→ **WHAT IS BEING ASKED**
In the audio noise separation text, which pixels of the normalized spectrogram are selected as the signal part?

→ **TEXT EXCERPT**
#####

# Audio Noise Separation
This is part of audio data preprocessing. In this notebook, we will split the audio files into signal part where bird sounds are audible and noise part where there are no bird sounds (background noise may be present in this part). The separation of the audio file into signal and noise parts is done as described in **Sprengel, E., Jaggi, M., Kilcher, Y., & Hofmann, T. (2016). Audio based bird species identification using deep learning techniques**.

## Signal extraction
To separate an audio file into a signal and a noise part, we first compute the spectrogram of the whole file. We then normalize the spectrogram by dividing every pixel with the maximum pixel value. To select the parts that correspond to the signal part, we pick all the pixels that are three times bigger than the row median and three times bigger than the column median. Ideally, this should give us the parts that correspond to a signal since high amplitude to a bird audio. The selected pixels are then set to 1 and everything else to 0. A binary erosion and dilation filter is then applied to get rid of noise and join the segments. A 4 by 4 filter was used in this case.

We then proceed to create an indicator vector with as many elements as there are columns in the spectrogram. The i-th element in this vector is set to 1 if the i-th column contains at least one 1, otherwise it is set to 0. The indicator vector is smoothened by applying two more binary 4 by 1 dilation filters. The indicator vector is then scaled to the length of the original audio file and used as a mask to extract the signal part. The parts obtained are joined to form one signal audio and saved as a signal file.

#####

→ **RECORDS PROVIDED**

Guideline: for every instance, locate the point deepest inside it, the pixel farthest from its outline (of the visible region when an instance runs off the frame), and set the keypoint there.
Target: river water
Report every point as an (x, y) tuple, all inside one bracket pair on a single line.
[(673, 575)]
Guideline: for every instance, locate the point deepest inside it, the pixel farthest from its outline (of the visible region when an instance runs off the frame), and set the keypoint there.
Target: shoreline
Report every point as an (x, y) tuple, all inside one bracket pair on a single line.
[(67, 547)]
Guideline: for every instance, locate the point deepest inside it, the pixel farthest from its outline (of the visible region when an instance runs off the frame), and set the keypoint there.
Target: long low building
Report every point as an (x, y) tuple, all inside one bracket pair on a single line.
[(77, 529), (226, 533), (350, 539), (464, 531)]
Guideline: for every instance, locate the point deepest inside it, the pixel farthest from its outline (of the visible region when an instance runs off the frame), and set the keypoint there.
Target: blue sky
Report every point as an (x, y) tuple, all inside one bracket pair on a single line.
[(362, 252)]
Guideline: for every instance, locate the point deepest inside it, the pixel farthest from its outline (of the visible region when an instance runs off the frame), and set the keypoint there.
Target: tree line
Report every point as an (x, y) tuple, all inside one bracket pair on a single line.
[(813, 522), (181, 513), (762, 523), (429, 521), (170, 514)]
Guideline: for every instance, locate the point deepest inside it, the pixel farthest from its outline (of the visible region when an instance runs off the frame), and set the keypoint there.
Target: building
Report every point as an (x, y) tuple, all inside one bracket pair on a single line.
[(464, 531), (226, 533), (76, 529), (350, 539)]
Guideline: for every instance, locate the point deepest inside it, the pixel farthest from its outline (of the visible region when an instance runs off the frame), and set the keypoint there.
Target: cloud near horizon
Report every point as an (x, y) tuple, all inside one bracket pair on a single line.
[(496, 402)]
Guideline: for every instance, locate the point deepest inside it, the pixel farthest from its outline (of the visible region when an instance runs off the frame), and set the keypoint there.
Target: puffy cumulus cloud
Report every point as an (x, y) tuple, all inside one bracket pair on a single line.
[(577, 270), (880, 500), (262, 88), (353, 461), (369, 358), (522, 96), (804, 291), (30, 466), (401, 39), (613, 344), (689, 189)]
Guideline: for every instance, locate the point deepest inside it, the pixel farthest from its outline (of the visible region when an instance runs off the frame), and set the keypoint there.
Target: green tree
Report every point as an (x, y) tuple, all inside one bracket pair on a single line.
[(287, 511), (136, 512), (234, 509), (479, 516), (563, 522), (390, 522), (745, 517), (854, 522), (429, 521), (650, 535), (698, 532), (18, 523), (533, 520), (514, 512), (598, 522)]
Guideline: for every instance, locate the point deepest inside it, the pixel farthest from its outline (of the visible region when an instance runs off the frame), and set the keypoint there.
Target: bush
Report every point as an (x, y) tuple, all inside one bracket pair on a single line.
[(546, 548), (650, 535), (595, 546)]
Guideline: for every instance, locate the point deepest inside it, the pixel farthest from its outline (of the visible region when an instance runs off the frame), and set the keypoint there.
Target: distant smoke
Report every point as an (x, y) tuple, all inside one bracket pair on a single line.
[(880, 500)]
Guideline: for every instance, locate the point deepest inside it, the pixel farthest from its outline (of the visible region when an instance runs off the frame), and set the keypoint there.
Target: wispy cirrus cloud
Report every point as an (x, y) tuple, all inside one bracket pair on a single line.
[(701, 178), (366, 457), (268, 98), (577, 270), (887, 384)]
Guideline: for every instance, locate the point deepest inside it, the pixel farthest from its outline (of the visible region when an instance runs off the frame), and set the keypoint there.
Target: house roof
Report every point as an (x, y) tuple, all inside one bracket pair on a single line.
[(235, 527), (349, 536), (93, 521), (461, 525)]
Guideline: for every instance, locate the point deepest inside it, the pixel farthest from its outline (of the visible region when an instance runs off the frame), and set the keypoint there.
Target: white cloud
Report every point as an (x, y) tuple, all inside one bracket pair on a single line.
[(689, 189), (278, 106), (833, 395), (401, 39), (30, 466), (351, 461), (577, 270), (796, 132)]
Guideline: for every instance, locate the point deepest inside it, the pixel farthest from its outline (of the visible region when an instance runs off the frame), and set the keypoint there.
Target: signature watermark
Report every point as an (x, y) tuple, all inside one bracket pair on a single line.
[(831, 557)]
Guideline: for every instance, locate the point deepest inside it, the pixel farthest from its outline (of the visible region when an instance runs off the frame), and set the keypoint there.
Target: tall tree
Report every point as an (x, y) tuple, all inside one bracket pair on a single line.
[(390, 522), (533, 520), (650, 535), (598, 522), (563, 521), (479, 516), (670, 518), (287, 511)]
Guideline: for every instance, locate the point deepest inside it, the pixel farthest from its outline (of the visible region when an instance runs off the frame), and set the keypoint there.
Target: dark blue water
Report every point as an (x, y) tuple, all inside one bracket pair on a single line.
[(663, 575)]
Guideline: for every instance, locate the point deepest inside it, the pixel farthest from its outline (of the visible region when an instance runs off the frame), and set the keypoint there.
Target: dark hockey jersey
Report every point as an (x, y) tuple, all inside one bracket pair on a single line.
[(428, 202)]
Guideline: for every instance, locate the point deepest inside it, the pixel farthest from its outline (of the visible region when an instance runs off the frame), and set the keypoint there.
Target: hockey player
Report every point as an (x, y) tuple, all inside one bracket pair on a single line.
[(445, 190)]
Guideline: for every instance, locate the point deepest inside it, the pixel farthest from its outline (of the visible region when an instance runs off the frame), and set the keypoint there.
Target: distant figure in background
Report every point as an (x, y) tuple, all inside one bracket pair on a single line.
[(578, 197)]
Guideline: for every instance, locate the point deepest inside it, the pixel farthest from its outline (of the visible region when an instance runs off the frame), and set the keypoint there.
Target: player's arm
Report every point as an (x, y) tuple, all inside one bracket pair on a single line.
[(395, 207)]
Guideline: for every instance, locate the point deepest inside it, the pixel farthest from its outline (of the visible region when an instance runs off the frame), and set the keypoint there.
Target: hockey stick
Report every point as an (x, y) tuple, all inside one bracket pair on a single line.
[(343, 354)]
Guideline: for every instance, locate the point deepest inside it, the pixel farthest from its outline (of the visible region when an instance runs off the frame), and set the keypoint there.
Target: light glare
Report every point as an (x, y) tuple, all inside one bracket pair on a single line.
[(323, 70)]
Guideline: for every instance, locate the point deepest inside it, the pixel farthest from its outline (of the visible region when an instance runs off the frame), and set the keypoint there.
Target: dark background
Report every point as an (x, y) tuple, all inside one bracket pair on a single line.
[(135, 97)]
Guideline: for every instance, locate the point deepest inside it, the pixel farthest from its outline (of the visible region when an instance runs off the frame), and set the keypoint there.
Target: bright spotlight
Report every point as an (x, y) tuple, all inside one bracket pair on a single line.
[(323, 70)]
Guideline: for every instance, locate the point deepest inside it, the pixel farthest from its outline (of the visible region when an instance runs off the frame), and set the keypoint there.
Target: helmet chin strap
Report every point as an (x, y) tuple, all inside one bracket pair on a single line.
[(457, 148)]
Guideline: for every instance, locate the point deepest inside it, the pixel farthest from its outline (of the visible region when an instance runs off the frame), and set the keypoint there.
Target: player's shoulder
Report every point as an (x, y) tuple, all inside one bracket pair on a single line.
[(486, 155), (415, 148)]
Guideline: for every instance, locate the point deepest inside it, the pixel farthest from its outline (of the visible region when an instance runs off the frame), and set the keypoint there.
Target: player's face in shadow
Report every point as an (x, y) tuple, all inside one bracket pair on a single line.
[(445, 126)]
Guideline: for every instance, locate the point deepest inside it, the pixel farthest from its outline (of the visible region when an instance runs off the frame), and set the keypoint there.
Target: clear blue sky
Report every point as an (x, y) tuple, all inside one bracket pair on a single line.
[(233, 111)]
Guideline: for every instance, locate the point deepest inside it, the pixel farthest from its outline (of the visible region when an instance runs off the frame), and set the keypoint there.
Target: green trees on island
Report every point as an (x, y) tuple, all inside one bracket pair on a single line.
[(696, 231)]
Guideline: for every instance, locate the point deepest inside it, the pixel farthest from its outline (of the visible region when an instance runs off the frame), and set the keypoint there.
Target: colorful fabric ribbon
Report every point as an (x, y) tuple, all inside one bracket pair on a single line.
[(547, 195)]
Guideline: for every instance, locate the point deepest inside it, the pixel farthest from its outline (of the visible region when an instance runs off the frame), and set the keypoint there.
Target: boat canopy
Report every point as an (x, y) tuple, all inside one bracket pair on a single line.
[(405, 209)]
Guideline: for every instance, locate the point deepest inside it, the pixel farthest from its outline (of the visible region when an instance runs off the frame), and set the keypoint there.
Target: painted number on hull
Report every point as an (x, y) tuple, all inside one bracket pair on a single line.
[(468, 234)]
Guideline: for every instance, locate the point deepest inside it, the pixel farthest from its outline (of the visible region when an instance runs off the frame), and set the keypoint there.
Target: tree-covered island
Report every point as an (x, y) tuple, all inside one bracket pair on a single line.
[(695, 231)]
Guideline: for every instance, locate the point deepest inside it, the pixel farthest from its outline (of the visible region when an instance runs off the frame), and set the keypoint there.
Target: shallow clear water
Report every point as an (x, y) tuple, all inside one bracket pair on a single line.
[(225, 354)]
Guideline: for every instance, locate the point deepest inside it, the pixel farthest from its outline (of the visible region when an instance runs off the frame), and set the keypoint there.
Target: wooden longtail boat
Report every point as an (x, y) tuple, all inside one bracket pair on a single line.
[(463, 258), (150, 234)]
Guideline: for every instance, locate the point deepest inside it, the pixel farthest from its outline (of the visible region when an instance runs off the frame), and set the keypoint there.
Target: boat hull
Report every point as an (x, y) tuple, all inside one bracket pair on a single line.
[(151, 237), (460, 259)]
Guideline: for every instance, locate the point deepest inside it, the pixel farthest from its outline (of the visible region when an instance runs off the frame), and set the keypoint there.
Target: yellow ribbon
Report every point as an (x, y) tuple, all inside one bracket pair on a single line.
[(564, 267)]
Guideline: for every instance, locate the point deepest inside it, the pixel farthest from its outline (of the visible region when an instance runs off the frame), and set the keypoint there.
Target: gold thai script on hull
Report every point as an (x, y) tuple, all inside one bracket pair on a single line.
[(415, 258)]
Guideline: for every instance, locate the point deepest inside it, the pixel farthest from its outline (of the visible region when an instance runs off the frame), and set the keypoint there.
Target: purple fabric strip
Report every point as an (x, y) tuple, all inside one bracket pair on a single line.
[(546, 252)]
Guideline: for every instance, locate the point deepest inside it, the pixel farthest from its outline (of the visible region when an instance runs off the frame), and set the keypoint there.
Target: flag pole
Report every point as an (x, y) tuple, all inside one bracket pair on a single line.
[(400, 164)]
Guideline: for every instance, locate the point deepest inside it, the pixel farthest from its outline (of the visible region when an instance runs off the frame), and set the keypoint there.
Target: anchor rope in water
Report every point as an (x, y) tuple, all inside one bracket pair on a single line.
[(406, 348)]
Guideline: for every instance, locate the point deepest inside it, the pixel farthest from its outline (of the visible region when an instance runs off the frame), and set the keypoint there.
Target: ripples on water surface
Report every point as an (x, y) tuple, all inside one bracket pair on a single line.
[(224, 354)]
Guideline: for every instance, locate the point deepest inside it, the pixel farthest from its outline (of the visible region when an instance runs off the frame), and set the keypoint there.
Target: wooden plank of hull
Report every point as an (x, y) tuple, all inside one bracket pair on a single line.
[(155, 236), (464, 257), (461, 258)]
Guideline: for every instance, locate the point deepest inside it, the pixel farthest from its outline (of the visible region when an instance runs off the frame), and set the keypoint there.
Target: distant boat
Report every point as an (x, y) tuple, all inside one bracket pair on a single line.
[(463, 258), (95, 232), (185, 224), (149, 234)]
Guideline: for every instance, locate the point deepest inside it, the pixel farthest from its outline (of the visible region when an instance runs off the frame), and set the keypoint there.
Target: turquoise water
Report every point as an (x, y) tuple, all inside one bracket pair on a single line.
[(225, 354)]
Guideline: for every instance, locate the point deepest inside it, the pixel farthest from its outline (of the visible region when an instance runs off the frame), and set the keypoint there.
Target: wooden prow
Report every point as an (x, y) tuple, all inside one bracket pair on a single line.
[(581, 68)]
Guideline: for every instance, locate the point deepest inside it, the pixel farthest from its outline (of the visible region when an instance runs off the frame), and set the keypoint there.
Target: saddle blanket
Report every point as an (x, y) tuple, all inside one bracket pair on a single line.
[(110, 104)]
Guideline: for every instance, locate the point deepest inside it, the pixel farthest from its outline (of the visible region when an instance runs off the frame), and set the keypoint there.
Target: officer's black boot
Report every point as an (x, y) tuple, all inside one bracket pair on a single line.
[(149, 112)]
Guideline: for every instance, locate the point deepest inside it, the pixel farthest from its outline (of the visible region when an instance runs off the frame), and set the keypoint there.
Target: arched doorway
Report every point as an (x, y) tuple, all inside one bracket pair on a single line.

#####

→ **SOLUTION FOR THIS TASK**
The pixels that are three times bigger than the row median and three times bigger than the column median.